- **Problem statement**
Locate all lines in the data below that hold "cliff" and show them.

- **Data for processing**

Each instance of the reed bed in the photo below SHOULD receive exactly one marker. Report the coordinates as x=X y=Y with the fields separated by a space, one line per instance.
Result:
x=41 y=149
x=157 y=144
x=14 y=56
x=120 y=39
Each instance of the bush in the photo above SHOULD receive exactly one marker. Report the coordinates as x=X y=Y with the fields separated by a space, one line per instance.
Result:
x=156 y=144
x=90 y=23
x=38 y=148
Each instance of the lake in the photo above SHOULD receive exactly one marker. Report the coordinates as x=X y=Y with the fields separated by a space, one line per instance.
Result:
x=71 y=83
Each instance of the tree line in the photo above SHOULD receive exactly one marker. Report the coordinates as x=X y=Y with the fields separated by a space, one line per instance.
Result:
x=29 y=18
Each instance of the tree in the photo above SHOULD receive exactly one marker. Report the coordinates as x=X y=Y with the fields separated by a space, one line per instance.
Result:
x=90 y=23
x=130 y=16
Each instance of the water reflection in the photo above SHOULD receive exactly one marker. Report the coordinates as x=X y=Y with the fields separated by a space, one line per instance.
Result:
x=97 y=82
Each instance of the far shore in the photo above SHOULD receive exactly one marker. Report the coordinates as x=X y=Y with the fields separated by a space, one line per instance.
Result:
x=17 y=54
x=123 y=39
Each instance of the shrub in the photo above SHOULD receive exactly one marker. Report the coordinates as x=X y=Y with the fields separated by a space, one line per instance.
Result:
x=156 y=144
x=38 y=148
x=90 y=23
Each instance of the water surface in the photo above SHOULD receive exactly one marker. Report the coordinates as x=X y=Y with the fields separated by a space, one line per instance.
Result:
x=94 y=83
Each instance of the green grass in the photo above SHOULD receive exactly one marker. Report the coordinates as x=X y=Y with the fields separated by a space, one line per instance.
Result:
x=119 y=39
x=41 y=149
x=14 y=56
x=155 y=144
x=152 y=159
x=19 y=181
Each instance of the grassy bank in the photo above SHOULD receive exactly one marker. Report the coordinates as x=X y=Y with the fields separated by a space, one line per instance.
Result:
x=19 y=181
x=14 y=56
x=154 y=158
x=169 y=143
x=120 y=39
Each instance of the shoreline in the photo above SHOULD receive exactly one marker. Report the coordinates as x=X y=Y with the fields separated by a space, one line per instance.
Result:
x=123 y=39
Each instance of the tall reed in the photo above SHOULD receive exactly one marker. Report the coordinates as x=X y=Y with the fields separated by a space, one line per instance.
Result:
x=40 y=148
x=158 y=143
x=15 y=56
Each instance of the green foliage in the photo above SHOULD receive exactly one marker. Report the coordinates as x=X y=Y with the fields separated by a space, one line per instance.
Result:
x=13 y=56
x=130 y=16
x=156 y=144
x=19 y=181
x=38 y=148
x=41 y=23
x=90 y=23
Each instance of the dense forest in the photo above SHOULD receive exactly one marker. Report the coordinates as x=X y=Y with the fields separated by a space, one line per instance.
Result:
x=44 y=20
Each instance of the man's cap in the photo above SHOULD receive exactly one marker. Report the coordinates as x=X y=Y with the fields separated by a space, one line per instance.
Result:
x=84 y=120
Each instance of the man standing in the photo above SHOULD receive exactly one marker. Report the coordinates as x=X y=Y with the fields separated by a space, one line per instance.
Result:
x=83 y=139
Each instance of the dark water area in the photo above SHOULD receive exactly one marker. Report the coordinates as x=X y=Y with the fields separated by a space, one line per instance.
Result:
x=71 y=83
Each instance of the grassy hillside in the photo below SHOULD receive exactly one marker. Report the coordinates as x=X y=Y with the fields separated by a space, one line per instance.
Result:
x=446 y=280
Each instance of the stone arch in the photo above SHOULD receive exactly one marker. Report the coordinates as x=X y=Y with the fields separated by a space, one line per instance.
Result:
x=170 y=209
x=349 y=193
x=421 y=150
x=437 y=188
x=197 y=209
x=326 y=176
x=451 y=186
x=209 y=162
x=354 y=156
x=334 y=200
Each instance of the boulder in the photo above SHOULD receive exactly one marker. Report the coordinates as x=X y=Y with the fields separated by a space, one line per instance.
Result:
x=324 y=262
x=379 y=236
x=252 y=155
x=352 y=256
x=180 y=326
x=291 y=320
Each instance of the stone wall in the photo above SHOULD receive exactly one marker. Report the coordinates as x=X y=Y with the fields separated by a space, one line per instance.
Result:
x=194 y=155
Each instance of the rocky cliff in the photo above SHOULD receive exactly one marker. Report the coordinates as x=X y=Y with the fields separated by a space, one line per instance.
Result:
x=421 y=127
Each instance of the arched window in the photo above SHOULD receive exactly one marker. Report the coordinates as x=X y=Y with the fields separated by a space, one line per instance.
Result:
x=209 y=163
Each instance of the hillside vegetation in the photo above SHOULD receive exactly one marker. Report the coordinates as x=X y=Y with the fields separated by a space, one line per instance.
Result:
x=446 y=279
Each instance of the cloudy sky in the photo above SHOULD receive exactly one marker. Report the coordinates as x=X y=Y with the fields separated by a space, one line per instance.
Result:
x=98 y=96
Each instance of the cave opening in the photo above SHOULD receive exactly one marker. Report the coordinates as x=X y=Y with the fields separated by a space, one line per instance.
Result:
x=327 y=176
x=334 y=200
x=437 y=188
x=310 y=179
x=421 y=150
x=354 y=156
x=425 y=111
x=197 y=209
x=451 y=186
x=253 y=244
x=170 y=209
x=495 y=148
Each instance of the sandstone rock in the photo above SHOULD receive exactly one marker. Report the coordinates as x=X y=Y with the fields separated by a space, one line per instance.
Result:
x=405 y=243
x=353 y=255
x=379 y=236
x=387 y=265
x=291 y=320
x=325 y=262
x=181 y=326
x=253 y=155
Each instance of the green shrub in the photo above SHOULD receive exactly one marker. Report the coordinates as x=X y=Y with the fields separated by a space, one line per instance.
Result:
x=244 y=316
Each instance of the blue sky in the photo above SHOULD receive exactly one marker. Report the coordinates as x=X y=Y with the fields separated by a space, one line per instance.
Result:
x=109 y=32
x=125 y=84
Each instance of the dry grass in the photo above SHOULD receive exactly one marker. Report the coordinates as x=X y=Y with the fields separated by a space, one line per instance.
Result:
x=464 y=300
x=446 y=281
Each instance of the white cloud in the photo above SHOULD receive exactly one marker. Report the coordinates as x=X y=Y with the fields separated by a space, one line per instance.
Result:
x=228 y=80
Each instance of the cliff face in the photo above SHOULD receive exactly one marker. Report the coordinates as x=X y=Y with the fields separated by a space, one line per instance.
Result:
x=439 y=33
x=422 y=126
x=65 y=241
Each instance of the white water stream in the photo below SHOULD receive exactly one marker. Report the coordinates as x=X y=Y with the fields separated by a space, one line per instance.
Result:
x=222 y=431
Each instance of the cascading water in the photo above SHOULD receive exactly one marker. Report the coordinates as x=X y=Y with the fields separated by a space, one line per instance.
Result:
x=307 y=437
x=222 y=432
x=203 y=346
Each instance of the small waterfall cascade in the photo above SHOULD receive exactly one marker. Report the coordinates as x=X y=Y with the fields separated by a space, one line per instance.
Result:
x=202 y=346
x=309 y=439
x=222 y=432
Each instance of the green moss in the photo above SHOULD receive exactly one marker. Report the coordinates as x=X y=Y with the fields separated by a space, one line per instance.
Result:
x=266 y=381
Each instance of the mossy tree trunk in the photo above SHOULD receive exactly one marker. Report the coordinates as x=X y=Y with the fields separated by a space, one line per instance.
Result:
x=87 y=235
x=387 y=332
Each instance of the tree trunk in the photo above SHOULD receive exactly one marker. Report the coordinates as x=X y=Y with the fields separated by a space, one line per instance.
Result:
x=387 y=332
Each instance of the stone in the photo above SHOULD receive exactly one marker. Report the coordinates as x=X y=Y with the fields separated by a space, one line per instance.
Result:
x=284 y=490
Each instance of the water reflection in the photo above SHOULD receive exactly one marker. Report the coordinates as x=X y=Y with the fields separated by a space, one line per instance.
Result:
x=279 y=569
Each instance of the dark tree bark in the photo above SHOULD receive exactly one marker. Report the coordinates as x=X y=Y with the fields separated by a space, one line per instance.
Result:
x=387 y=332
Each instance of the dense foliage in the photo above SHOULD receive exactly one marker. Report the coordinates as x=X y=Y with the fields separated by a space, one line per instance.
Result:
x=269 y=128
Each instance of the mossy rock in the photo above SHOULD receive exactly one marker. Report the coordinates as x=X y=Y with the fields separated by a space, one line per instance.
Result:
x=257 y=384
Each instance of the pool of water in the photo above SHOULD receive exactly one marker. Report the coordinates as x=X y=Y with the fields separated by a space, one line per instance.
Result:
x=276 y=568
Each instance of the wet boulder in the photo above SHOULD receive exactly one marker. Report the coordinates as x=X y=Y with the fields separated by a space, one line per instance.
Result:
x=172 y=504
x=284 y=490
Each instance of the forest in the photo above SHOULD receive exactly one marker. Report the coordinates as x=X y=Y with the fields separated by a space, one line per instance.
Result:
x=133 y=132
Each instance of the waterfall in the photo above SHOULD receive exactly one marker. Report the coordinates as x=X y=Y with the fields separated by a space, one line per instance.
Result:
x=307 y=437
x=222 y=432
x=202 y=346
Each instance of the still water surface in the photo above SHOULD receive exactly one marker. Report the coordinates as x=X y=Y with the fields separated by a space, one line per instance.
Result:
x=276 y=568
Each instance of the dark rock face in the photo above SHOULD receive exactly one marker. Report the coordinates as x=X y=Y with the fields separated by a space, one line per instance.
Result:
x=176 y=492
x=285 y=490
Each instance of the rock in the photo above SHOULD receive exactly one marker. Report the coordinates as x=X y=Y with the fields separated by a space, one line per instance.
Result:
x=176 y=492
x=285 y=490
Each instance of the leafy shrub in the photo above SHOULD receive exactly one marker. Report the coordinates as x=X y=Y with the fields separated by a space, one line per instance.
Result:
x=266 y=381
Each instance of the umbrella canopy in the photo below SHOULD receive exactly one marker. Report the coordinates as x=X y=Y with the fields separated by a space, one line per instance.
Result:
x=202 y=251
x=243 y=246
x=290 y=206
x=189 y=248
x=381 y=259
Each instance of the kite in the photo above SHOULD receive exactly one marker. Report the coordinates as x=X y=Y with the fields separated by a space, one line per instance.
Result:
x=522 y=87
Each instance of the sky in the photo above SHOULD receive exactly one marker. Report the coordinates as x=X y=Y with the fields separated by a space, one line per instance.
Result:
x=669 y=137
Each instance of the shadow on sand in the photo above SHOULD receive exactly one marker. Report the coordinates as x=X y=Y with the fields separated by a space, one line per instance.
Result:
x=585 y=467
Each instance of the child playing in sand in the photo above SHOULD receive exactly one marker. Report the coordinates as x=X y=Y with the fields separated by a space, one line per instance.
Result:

- **Problem solution**
Each instance of the rocky cliff in the photo above SHOULD receive exactly one marker. Report the coordinates as x=X y=Y with the fields separated by a space, one line per instance.
Each instance of the cliff face in the photo above SHOULD receive exactly one marker. Report the coordinates as x=X y=Y with the fields separated by a space, one line per instance.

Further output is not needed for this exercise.